- PROBLEM SET
(1) Print everything from "New insights about" down to "(The Crowood Press)." in the Crystal Palace Dinosaurs text.
(2) According to the Crystal Palace Dinosaurs text, in what year were the sculptures unveiled to the public?
(3) Decide whether each statement agrees with the Crystal Palace Dinosaurs text. Answer yes or no and quote the deciding words.
(a) Thirty of the surviving sculptures are originals.
(b) The new research adds five lost mammal sculptures to the list.
(c) The Palaeotherium magnum sculpture was horse-sized.

- PAGE TEXT
New insights about the world’s first life-sized models of dinosaurs have been revealed
Evidence for numerous missing models at the world-famous Crystal Palace Dinosaurs and re-identification of a sculpture as one of the park’s “lost species” are revealed in a new book, The Art and Science of the Crystal Palace Dinosaurs (The Crowood Press).
The Crystal Palace Dinosaurs were a series of over 37 Grade 1 listed sculptures of prehistoric animals and geological displays arranged in a simulated “walk through time”, which were unveiled to the public as part of the famous Crystal Palace Park in 1854.
It was thought the original park had 32 life-sized sculptures, of which 30 (29 originals and one replica) and a handful of geological displays survive today. The new research adds five lost mammal sculptures to that list, showing that 37 sculptures once existed.
The Crystal Palace Dinosaurs are the world’s first major palaeoart project and they played a significant role in making geological sciences accessible to the public. This is the most detailed and complete history of these world-famous sculptures yet, reinforcing their status as masterworks of education and palaeoartistry.
This globally significant historic site, which includes iconic depictions of monumental dinosaurs, regal extinct mammals, serpentine marine reptiles and giant amphibians, captured a snapshot of palaeontology from a golden era of scientific discovery in the mid-19th century. Today, they are internationally recognised as a milestone in the portrayal of extinct life and the history of science.
The book’s co-author, Dr Mark Witton, a leading palaeontological artist and researcher at the University of Portsmouth, said: “We’ve uncovered a lot of new insights into the Dinosaurs and their park home in this project, but the evidence for so many lost models blew us away. They weren’t small, obscure sculptures either, but included pony-sized, tapir-like Palaeotherium magnum and a horse-sized female Megaloceros. More amazingly, we found lots of evidence for a hitherto overlooked species, Anoplotherium gracile, which we call Xiphodon gracilis today.

- EXTRACTED INFORMATION
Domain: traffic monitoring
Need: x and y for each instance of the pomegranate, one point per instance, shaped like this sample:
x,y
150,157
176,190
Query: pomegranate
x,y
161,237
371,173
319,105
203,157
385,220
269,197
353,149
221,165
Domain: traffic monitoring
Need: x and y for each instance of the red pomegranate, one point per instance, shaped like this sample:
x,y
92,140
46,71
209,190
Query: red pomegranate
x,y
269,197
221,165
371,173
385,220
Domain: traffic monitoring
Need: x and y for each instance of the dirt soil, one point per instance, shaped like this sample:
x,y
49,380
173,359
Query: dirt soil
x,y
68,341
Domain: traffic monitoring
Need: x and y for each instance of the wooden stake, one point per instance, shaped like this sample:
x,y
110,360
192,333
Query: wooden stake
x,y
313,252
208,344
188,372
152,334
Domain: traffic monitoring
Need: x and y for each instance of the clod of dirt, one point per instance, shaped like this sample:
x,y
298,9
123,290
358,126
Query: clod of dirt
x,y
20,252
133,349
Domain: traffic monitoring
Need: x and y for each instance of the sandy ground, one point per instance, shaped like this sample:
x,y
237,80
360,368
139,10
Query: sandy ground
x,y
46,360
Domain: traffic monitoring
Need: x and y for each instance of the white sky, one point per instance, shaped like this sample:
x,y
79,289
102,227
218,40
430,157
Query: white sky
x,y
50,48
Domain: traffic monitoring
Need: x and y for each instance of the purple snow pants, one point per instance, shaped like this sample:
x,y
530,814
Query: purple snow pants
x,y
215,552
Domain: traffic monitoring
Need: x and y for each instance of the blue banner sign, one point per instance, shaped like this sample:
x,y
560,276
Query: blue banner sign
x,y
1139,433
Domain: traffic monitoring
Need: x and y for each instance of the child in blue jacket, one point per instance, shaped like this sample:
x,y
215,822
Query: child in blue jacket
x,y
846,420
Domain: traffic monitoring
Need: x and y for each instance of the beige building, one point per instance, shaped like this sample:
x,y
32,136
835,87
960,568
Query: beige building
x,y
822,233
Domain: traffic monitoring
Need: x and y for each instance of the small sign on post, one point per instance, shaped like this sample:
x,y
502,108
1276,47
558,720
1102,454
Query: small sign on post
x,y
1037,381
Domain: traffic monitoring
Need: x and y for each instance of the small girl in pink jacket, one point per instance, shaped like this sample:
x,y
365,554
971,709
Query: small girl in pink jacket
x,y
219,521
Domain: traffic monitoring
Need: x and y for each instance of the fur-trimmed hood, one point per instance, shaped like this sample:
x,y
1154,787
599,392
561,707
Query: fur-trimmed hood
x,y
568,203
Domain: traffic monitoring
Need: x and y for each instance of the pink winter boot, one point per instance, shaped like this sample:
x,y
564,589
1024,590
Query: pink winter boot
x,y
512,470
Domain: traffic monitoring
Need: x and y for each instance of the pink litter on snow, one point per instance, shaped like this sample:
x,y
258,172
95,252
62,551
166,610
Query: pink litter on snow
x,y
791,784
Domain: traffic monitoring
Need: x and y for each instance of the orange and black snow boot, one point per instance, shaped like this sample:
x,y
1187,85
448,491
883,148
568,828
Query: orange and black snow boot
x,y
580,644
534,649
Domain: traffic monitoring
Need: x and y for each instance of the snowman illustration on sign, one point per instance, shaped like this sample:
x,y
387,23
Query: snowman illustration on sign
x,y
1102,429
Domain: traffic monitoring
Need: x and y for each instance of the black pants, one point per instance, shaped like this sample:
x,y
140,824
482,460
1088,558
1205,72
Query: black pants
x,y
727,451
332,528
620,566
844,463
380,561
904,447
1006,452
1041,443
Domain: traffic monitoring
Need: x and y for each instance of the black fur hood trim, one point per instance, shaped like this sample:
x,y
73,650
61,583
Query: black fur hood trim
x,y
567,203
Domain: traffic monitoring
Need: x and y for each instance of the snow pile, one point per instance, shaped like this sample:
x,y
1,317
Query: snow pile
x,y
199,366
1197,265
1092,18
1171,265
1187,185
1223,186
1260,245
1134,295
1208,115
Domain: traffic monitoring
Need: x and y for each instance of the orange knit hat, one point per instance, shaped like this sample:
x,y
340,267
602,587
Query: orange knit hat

- LIST OF SOLUTIONS
(1)
New insights about the world’s first life-sized models of dinosaurs have been revealed
Evidence for numerous missing models at the world-famous Crystal Palace Dinosaurs and re-identification of a sculpture as one of the park’s “lost species” are revealed in a new book, The Art and Science of the Crystal Palace Dinosaurs (The Crowood Press).

(2) 1854

(3)
(a) No: "30 (29 originals and one replica)"
(b) Yes: "The new research adds five lost mammal sculptures to that list"
(c) No: "pony-sized, tapir-like Palaeotherium magnum"